**Object point labels:**
******
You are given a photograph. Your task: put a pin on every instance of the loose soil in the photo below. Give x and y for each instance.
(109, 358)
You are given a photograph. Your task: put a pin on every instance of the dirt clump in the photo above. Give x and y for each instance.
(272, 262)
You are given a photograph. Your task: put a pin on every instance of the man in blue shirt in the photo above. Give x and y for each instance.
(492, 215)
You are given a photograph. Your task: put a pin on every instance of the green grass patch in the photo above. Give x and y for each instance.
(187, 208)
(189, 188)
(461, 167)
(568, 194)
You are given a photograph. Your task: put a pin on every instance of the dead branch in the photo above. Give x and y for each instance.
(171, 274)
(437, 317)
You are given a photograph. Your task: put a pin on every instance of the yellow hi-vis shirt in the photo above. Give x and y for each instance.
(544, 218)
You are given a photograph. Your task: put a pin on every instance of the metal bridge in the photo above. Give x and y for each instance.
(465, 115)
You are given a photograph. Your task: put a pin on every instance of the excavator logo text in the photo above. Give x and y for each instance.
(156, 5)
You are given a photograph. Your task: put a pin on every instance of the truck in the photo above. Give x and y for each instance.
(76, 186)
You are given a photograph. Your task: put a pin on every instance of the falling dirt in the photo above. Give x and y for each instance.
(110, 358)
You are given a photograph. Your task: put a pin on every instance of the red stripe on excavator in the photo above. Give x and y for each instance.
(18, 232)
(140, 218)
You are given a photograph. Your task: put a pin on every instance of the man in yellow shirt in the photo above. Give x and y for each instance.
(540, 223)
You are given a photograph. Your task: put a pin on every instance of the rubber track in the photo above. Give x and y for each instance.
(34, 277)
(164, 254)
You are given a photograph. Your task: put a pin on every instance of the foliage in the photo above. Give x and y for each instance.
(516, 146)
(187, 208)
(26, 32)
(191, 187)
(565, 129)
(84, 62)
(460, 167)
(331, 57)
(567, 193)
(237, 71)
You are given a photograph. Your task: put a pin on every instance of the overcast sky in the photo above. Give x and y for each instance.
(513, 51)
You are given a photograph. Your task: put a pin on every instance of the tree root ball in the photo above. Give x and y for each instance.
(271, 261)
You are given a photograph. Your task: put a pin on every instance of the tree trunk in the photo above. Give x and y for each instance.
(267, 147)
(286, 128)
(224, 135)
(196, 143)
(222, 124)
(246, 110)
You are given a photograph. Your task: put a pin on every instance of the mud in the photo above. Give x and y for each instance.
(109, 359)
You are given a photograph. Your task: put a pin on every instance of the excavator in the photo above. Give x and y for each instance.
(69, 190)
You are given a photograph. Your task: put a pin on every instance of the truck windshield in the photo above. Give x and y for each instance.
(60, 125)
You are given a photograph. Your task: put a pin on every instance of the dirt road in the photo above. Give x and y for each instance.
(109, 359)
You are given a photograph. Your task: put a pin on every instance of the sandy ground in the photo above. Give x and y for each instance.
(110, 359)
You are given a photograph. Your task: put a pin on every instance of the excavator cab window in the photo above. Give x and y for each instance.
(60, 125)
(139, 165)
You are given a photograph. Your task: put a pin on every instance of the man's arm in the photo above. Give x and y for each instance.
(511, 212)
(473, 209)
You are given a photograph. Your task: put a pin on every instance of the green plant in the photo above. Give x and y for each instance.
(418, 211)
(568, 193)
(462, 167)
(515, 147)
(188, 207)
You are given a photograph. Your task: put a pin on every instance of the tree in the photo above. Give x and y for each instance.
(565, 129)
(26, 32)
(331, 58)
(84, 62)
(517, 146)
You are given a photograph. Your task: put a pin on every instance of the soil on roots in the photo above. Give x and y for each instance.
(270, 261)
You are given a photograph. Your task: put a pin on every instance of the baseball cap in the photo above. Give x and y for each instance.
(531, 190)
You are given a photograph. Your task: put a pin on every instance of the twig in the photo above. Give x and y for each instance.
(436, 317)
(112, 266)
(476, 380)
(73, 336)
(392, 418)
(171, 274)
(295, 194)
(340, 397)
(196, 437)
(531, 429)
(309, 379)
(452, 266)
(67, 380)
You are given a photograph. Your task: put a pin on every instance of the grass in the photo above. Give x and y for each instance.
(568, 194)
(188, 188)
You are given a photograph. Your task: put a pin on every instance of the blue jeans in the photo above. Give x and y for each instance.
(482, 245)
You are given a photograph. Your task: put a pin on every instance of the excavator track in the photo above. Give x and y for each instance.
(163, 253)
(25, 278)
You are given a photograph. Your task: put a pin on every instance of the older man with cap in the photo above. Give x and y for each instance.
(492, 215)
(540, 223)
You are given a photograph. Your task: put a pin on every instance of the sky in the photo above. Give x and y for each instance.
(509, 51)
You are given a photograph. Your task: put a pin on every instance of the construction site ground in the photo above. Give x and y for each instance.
******
**Problem:** Convert every line of the items above into a Markdown table with the columns Row and Line, numbering the lines in order and leaving out any blank lines.

**Completed exercise:**
| Row | Line |
|---|---|
| 1 | You are given a photograph. Your task: put a pin on every instance of the loose soil in the photo below. Give x and y for each instance. |
| 2 | (109, 358) |
| 3 | You are given a photograph. Your task: put a pin on every instance of the dirt clump in the photo above. Give x and y for each instance. |
| 4 | (272, 262) |
| 5 | You are given a photograph. Your task: put a pin on every instance of the man in blue shirt in the photo above. Give x and y for each instance. |
| 6 | (492, 215) |
| 7 | You are given a photograph. Your task: put a pin on every instance of the green grass patch in the photo above. Give x and y for each instance. |
| 8 | (187, 208) |
| 9 | (189, 188) |
| 10 | (461, 167) |
| 11 | (568, 194) |
| 12 | You are given a photograph. Your task: put a pin on every instance of the dead branch in the photo above. Give x and y for each instance. |
| 13 | (171, 274) |
| 14 | (437, 317) |
| 15 | You are given a photograph. Your task: put a pin on every instance of the yellow hi-vis shirt in the photo above. Give x and y for each instance. |
| 16 | (544, 218) |
| 17 | You are given a photograph. Your task: put a pin on every instance of the metal bridge in the photo above. Give x and y for each instance. |
| 18 | (465, 115) |
| 19 | You are given a photograph. Your task: put a pin on every instance of the excavator logo text in the photo above. Give x and y for each instance. |
| 20 | (156, 5) |
| 21 | You are given a photograph. Your task: put a pin on every instance of the truck in the photo above. Give x and y for each instance. |
| 22 | (76, 186) |
| 23 | You are given a photograph. Your task: put a pin on every instance of the falling dirt in the photo above. Give x and y for each instance. |
| 24 | (110, 358) |
| 25 | You are given a photograph. Your task: put a pin on every instance of the red stripe on excavator in the photo above. Give x and y for each instance. |
| 26 | (18, 232) |
| 27 | (140, 218) |
| 28 | You are given a photograph. Your task: put a pin on every instance of the man in yellow shirt in the photo above. Give x and y for each instance. |
| 29 | (540, 223) |
| 30 | You are given a photograph. Your task: put a pin on every instance of the rubber track in the photo above. Give x and y for each instance. |
| 31 | (34, 277) |
| 32 | (164, 254) |
| 33 | You are given a photograph. Your task: put a pin on every instance of the foliage in the photo above. Give x and y for each instance. |
| 34 | (516, 146) |
| 35 | (187, 208) |
| 36 | (26, 32) |
| 37 | (191, 187) |
| 38 | (565, 129) |
| 39 | (84, 62) |
| 40 | (460, 167) |
| 41 | (331, 57) |
| 42 | (567, 193) |
| 43 | (237, 71) |
| 44 | You are given a photograph. Your task: put a pin on every instance of the overcast sky in the photo above. Give x and y for each instance. |
| 45 | (513, 51) |
| 46 | You are given a photograph. Your task: put a pin on every instance of the tree root ball in the photo above. Give x and y for each instance. |
| 47 | (271, 261) |
| 48 | You are given a photograph. Your task: put a pin on every instance of the tree trunk in the photo above. Give x and y for each instance. |
| 49 | (267, 147) |
| 50 | (286, 128) |
| 51 | (224, 135) |
| 52 | (196, 143) |
| 53 | (222, 124) |
| 54 | (246, 110) |
| 55 | You are given a photograph. Your task: put a pin on every instance of the mud in the photo above. Give x and y for each instance. |
| 56 | (109, 359) |
| 57 | You are given a photograph. Your task: put a pin on every instance of the excavator in the photo above. Give x and y for each instance. |
| 58 | (69, 190) |
| 59 | You are given a photograph. Your task: put a pin on every instance of the truck windshield in the photo above. Give x and y for each instance. |
| 60 | (60, 125) |
| 61 | You are given a photograph. Your task: put a pin on every instance of the dirt road in the photo above. Give x and y for each instance. |
| 62 | (109, 359) |
| 63 | You are given a photograph. Your task: put a pin on every instance of the sandy ground in the photo above. Give x and y for each instance. |
| 64 | (110, 359) |
| 65 | You are given a photograph. Your task: put a pin on every instance of the excavator cab window in the photo above. Give x and y for each instance. |
| 66 | (60, 125) |
| 67 | (139, 165) |
| 68 | You are given a photograph. Your task: put a pin on every instance of the man's arm in the photo above. Give x and y for each instance. |
| 69 | (511, 212) |
| 70 | (473, 209) |
| 71 | You are given a photograph. Your task: put a pin on every instance of the green plant in the photo above. Give x and y for each instance. |
| 72 | (418, 211) |
| 73 | (568, 193) |
| 74 | (462, 167) |
| 75 | (515, 147) |
| 76 | (188, 207) |
| 77 | You are given a photograph. Your task: put a pin on every instance of the tree in the photo above. Give x and y for each instance. |
| 78 | (565, 129) |
| 79 | (26, 32) |
| 80 | (331, 58) |
| 81 | (84, 62) |
| 82 | (517, 146) |
| 83 | You are given a photograph. Your task: put a pin on every instance of the soil on roots in the photo above. Give x and y for each instance. |
| 84 | (270, 261) |
| 85 | You are given a photograph. Your task: put a pin on every instance of the baseball cap in the photo above. Give x and y for each instance. |
| 86 | (531, 190) |
| 87 | You are given a photograph. Your task: put a pin on every instance of the twig in the photo above. Give x and y for each instance. |
| 88 | (436, 317) |
| 89 | (112, 266) |
| 90 | (476, 380) |
| 91 | (73, 336) |
| 92 | (392, 418) |
| 93 | (171, 274) |
| 94 | (295, 194) |
| 95 | (340, 397) |
| 96 | (196, 437) |
| 97 | (531, 429) |
| 98 | (309, 379) |
| 99 | (452, 266) |
| 100 | (67, 380) |
| 101 | You are given a photograph. Your task: put a pin on every instance of the grass in the photo above. Give x and y for each instance. |
| 102 | (568, 194) |
| 103 | (188, 188) |
| 104 | You are given a photograph. Your task: put a pin on every instance of the blue jeans in the photo above. Give x and y for each instance. |
| 105 | (482, 245) |
| 106 | You are given a photograph. Your task: put a pin on every instance of the excavator track in the photo above. Give x and y for each instance. |
| 107 | (163, 253) |
| 108 | (25, 278) |
| 109 | You are given a photograph. Your task: put a pin on every instance of the older man with cap in the photo above. Give x and y for each instance. |
| 110 | (492, 215) |
| 111 | (540, 223) |
| 112 | You are given a photograph. Your task: put a pin on every instance of the sky in the photo above. Give x and y for each instance. |
| 113 | (509, 51) |
| 114 | You are given a photograph. Your task: put a pin on every instance of the construction site ground in the photo above. Give x and y for each instance. |